* What you are asked to do:
Extract each line of the items below that contains the string "object". Copy those lines in full and keep their original order.

Source records
[Begin]
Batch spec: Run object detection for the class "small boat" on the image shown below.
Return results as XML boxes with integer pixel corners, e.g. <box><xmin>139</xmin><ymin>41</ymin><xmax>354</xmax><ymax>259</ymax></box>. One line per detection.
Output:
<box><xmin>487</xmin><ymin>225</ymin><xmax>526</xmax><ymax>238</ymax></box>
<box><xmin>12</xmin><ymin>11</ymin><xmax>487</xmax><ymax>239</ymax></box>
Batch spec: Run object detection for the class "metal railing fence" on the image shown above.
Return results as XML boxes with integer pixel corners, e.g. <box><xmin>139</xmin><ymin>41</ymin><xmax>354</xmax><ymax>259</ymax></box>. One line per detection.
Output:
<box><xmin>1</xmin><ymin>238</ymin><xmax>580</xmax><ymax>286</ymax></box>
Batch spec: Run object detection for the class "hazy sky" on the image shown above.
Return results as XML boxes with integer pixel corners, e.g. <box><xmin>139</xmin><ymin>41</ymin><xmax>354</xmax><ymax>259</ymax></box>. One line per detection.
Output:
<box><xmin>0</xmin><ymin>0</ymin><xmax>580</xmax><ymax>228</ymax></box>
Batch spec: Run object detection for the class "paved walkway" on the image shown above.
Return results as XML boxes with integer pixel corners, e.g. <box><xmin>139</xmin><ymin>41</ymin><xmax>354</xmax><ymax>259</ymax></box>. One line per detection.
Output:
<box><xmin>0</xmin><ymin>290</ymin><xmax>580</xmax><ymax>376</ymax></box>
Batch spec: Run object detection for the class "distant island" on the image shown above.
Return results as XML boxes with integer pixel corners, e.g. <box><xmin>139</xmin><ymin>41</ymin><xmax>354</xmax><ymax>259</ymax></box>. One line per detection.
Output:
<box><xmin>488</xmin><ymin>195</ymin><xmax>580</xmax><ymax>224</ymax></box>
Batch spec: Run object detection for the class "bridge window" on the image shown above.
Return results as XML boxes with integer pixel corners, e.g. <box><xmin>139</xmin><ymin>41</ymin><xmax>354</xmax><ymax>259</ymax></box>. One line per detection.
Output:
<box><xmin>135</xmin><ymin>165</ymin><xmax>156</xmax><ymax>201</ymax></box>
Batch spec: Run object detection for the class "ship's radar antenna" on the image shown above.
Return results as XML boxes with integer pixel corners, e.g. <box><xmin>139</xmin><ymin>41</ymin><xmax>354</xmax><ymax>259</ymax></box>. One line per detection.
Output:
[End]
* Response to this task:
Batch spec: Run object detection for the class "small boat" on the image shown below.
Batch spec: Run object detection for the class "metal railing fence" on the image shown above.
Batch spec: Run object detection for the class "hazy sky" on the image shown above.
Batch spec: Run object detection for the class "paved walkway" on the image shown above.
Batch spec: Run object detection for the class "distant island" on the image shown above.
Batch spec: Run object detection for the class "bridge window" on the image shown above.
Batch spec: Run object detection for the class "ship's radar antenna" on the image shown above.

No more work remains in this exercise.